- WHAT TO WORK ON
Leave the pictures out and quote only the lines from the one with "In this picture, where can the turkish" down to the end of the listing below.

(Dataset rows)

::::

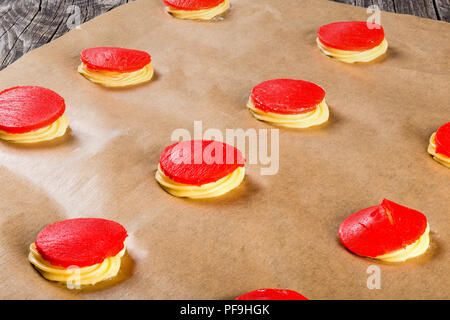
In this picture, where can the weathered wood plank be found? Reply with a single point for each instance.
(432, 9)
(443, 9)
(28, 24)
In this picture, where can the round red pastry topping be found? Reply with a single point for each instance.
(272, 294)
(442, 140)
(193, 4)
(287, 96)
(80, 242)
(115, 59)
(197, 162)
(381, 229)
(351, 35)
(24, 109)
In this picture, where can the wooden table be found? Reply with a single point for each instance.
(28, 24)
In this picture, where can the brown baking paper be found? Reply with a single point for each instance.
(274, 231)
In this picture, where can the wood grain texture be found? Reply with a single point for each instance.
(29, 24)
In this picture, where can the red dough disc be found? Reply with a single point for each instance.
(115, 59)
(287, 96)
(193, 4)
(381, 229)
(442, 139)
(80, 242)
(197, 162)
(351, 35)
(272, 294)
(24, 109)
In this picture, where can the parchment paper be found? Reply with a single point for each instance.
(273, 231)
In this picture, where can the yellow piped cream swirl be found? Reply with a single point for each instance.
(82, 276)
(55, 130)
(204, 14)
(413, 250)
(208, 190)
(354, 56)
(117, 79)
(442, 159)
(302, 120)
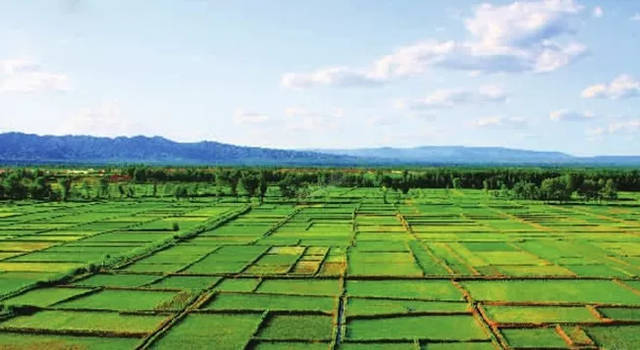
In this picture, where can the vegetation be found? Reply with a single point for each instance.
(289, 260)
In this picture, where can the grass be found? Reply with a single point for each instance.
(576, 291)
(300, 286)
(261, 302)
(121, 300)
(63, 342)
(534, 338)
(88, 322)
(370, 307)
(398, 280)
(539, 314)
(293, 327)
(421, 327)
(405, 289)
(119, 280)
(44, 296)
(201, 331)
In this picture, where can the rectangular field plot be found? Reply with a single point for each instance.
(201, 331)
(122, 300)
(82, 322)
(405, 289)
(456, 327)
(273, 302)
(433, 269)
(540, 314)
(552, 291)
(297, 327)
(59, 342)
(300, 286)
(44, 296)
(374, 306)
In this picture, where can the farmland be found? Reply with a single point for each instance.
(344, 269)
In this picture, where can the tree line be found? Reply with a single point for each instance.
(519, 183)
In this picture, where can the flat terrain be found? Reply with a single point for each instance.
(439, 269)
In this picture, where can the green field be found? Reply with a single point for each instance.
(438, 269)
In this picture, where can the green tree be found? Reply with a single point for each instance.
(65, 184)
(555, 189)
(610, 190)
(250, 182)
(13, 186)
(40, 189)
(104, 187)
(262, 188)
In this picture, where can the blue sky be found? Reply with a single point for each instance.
(547, 75)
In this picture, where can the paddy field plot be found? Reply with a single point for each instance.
(345, 270)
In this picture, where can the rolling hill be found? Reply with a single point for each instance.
(20, 148)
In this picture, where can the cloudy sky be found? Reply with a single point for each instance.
(547, 75)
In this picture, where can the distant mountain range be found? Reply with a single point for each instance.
(20, 148)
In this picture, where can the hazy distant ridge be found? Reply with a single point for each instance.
(28, 148)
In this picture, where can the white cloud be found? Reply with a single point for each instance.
(300, 112)
(334, 76)
(448, 98)
(597, 12)
(628, 126)
(25, 76)
(105, 119)
(623, 86)
(501, 122)
(520, 37)
(242, 116)
(299, 118)
(568, 115)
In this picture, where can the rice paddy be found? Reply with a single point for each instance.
(439, 269)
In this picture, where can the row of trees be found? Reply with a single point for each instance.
(562, 188)
(524, 183)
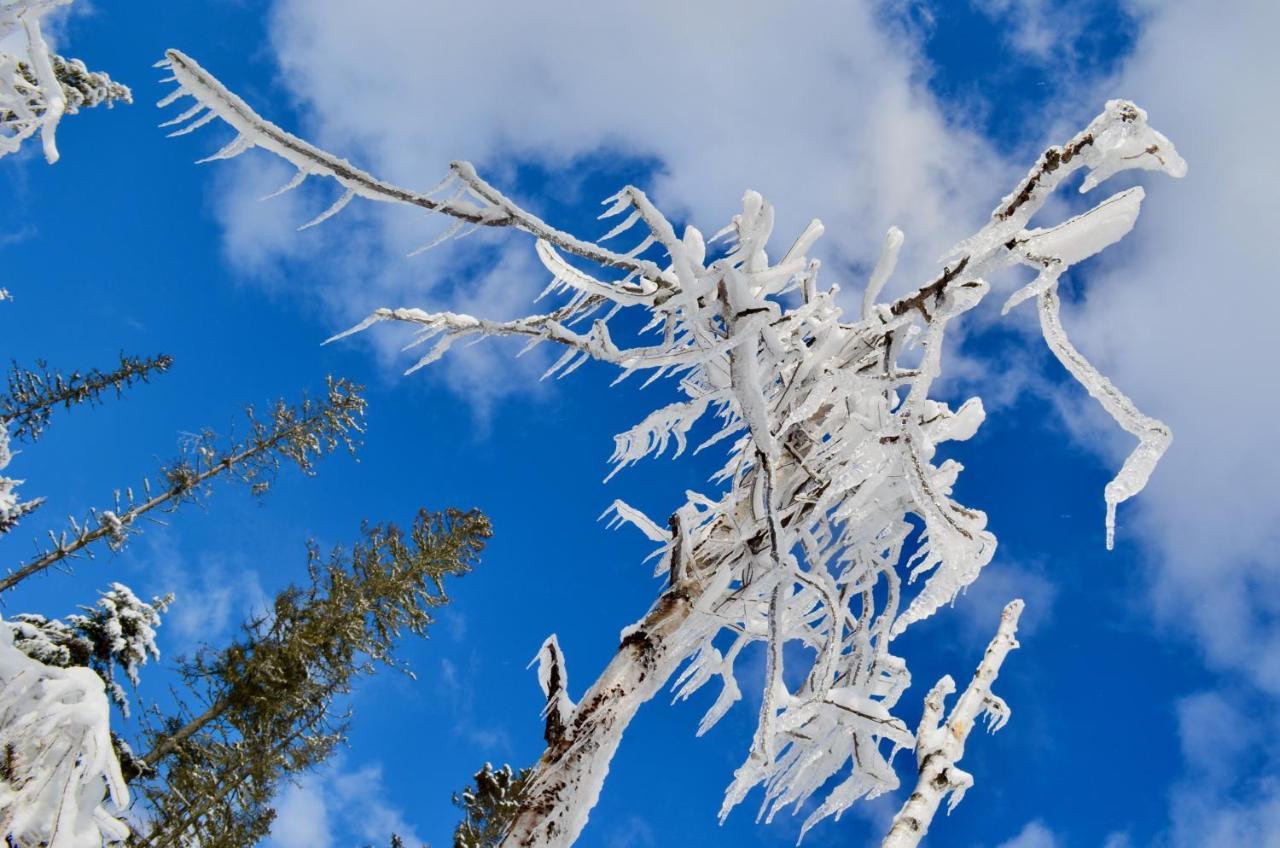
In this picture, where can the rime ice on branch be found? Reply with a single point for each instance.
(59, 766)
(807, 536)
(39, 87)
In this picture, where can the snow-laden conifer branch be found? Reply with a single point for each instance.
(940, 742)
(297, 433)
(12, 510)
(808, 536)
(119, 630)
(32, 395)
(37, 86)
(56, 762)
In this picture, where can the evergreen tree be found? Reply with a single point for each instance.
(53, 673)
(297, 433)
(31, 399)
(489, 806)
(272, 698)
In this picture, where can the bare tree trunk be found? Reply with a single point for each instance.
(941, 744)
(568, 778)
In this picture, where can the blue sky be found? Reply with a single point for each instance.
(1143, 696)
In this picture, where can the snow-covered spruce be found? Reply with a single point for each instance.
(37, 86)
(120, 630)
(831, 446)
(56, 762)
(10, 507)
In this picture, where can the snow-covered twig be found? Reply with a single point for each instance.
(59, 765)
(37, 86)
(940, 744)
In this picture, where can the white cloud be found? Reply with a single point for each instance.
(1001, 582)
(1033, 835)
(1034, 27)
(301, 817)
(823, 112)
(1228, 794)
(211, 596)
(338, 806)
(1185, 324)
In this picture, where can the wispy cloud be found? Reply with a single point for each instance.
(828, 118)
(1033, 835)
(338, 805)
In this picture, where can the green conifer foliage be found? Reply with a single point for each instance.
(272, 698)
(33, 393)
(295, 433)
(489, 806)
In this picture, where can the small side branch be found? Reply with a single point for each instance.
(940, 744)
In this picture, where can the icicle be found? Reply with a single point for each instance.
(196, 124)
(452, 229)
(338, 205)
(236, 147)
(885, 267)
(287, 187)
(1153, 434)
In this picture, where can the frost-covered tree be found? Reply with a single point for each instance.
(295, 433)
(270, 701)
(119, 630)
(32, 395)
(812, 530)
(59, 676)
(37, 86)
(31, 399)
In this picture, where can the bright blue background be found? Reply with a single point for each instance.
(115, 249)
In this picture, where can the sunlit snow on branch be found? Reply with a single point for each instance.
(810, 532)
(37, 86)
(58, 765)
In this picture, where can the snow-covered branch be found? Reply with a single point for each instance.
(59, 765)
(940, 743)
(809, 533)
(37, 86)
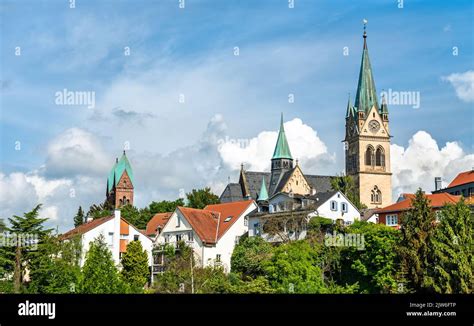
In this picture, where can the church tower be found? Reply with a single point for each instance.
(120, 183)
(282, 161)
(368, 140)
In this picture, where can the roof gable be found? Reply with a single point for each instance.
(462, 178)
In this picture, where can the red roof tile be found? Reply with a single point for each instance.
(86, 227)
(212, 222)
(436, 200)
(462, 178)
(231, 210)
(159, 220)
(204, 223)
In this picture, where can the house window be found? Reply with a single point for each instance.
(379, 157)
(256, 227)
(391, 220)
(376, 196)
(369, 156)
(344, 207)
(111, 238)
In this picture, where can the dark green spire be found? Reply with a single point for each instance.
(366, 95)
(263, 195)
(118, 169)
(282, 150)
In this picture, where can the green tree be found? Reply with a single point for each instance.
(452, 258)
(417, 227)
(57, 269)
(346, 185)
(374, 266)
(98, 211)
(79, 218)
(164, 206)
(177, 277)
(135, 270)
(249, 255)
(99, 273)
(295, 267)
(201, 198)
(30, 234)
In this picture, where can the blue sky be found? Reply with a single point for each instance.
(190, 51)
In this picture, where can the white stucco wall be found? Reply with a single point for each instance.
(113, 241)
(206, 254)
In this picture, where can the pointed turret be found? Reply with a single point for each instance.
(282, 150)
(366, 96)
(263, 195)
(282, 161)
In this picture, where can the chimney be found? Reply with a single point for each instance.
(437, 183)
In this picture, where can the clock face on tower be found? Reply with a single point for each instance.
(374, 126)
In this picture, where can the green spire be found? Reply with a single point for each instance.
(263, 195)
(366, 96)
(118, 169)
(282, 150)
(349, 107)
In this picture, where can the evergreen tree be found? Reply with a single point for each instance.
(346, 185)
(30, 235)
(79, 218)
(201, 198)
(135, 270)
(99, 273)
(452, 258)
(417, 227)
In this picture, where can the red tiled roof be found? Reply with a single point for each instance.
(124, 227)
(204, 223)
(233, 210)
(210, 223)
(436, 200)
(462, 178)
(159, 220)
(86, 227)
(123, 245)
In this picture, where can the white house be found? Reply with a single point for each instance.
(211, 232)
(333, 205)
(117, 233)
(336, 206)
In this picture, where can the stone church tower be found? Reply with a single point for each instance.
(120, 183)
(368, 140)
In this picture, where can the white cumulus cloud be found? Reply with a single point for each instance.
(256, 152)
(422, 160)
(463, 84)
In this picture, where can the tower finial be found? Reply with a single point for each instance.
(365, 21)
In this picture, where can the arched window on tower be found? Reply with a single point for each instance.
(380, 157)
(369, 155)
(376, 196)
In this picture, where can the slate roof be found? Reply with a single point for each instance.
(366, 95)
(282, 150)
(118, 169)
(233, 192)
(462, 178)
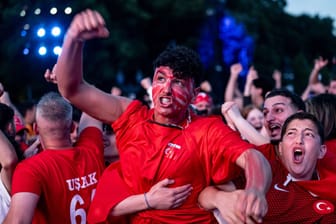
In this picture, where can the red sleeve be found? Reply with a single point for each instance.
(92, 138)
(268, 151)
(110, 190)
(325, 187)
(225, 146)
(25, 179)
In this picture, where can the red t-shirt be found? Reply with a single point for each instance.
(65, 179)
(201, 154)
(293, 203)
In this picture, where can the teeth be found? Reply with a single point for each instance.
(165, 100)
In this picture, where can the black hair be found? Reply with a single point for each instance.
(296, 100)
(303, 116)
(323, 106)
(184, 62)
(266, 84)
(6, 117)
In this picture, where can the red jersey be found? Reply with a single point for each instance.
(201, 154)
(269, 151)
(331, 145)
(290, 202)
(65, 179)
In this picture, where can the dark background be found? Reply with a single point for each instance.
(262, 34)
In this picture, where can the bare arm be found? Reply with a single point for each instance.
(277, 78)
(231, 113)
(159, 197)
(241, 206)
(231, 86)
(252, 202)
(251, 75)
(86, 25)
(8, 161)
(22, 208)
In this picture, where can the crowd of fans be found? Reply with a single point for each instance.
(86, 156)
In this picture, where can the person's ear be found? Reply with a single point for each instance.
(280, 148)
(73, 127)
(322, 151)
(196, 91)
(35, 128)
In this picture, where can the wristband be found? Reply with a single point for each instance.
(147, 203)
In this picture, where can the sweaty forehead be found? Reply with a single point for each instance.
(165, 70)
(276, 100)
(304, 124)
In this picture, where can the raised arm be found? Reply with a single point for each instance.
(159, 197)
(232, 84)
(8, 161)
(232, 114)
(86, 25)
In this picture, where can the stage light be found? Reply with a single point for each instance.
(68, 10)
(25, 51)
(41, 32)
(56, 31)
(23, 33)
(26, 26)
(53, 10)
(42, 51)
(57, 50)
(37, 11)
(23, 13)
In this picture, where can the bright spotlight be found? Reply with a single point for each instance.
(53, 10)
(25, 51)
(37, 11)
(41, 32)
(23, 13)
(23, 33)
(68, 10)
(56, 31)
(42, 51)
(57, 50)
(26, 26)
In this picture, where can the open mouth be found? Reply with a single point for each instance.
(298, 155)
(165, 101)
(274, 128)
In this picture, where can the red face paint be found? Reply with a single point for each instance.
(171, 95)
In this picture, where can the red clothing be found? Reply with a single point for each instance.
(293, 203)
(201, 154)
(269, 151)
(331, 145)
(65, 179)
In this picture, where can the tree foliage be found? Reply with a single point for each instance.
(140, 29)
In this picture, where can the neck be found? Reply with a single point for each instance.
(180, 123)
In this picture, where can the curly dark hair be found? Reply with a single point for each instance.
(184, 62)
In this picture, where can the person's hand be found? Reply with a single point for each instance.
(252, 74)
(235, 70)
(87, 25)
(116, 91)
(162, 197)
(2, 89)
(241, 206)
(50, 76)
(320, 63)
(252, 205)
(206, 86)
(146, 83)
(276, 75)
(230, 111)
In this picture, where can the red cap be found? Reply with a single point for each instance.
(19, 126)
(201, 97)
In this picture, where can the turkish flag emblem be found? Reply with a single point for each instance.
(323, 207)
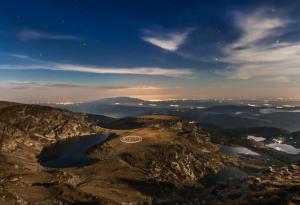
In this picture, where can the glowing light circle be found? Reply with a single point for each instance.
(131, 139)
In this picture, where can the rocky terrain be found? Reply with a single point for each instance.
(168, 166)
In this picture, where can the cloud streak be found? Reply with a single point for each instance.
(170, 41)
(30, 35)
(20, 85)
(152, 71)
(257, 55)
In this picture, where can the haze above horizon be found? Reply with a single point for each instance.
(77, 51)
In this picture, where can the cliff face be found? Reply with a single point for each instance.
(33, 125)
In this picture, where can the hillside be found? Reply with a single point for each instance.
(152, 159)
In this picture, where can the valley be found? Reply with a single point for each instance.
(54, 156)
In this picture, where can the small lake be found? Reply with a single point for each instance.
(284, 148)
(227, 173)
(228, 150)
(70, 152)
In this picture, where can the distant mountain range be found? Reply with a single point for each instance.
(224, 113)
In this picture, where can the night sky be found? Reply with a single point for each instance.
(81, 50)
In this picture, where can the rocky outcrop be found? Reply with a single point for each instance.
(33, 125)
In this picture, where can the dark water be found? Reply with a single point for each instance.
(227, 150)
(227, 173)
(72, 152)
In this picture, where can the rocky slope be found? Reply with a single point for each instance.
(35, 125)
(168, 165)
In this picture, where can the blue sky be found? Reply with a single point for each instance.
(85, 50)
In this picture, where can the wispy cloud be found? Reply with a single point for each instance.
(28, 35)
(20, 85)
(260, 52)
(170, 41)
(152, 71)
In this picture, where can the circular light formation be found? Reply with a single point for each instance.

::::

- ANSWER TO THIS EXERCISE
In this picture, where can the turkish flag emblem be found? Reply with a single point for each instance.
(323, 207)
In this picture, where can the glowing light circle be found? Reply with a single point for each instance.
(131, 139)
In this picture, where can the rocky terrain be found? Reply with a single point for each instance.
(168, 166)
In this picture, where can the cloud streak be found? Reply with a single point for each instance.
(170, 41)
(30, 35)
(20, 85)
(152, 71)
(257, 55)
In this picture, where can the haze above horizon be found? Reply with a single point for each instance.
(77, 51)
In this picture, where can the cliff face be found? Reply with a single point for each instance.
(33, 125)
In this picture, where can the hillside be found? Reply with a single point for each instance.
(152, 159)
In this picture, where can the valley be found? Reply with a single point for each instance.
(54, 156)
In this picture, where can the small lake be found? Reply with a single point for each instance.
(284, 148)
(227, 173)
(228, 150)
(70, 152)
In this picture, where can the distant mountain range be found? Reply with a single point for each instance.
(224, 113)
In this picture, where can the night sky be found? Reply with a single point for each instance.
(81, 50)
In this picture, where can the rocky outcrop be found? Reply with a single point for each instance.
(33, 125)
In this picture, where can the dark water be found? Reply with a single point for each instance.
(227, 150)
(227, 173)
(72, 152)
In this picture, where can the rocky slope be found? Reply with a single point for each instance.
(35, 125)
(168, 165)
In this picture, where can the blue sky be found? Reply with a single point for each instance.
(85, 50)
In this picture, where can the wispy cloud be found? Reply with a single point for each instance.
(28, 35)
(20, 85)
(260, 52)
(170, 41)
(152, 71)
In this picture, where can the circular light formation be found? Reply with a single point for each instance.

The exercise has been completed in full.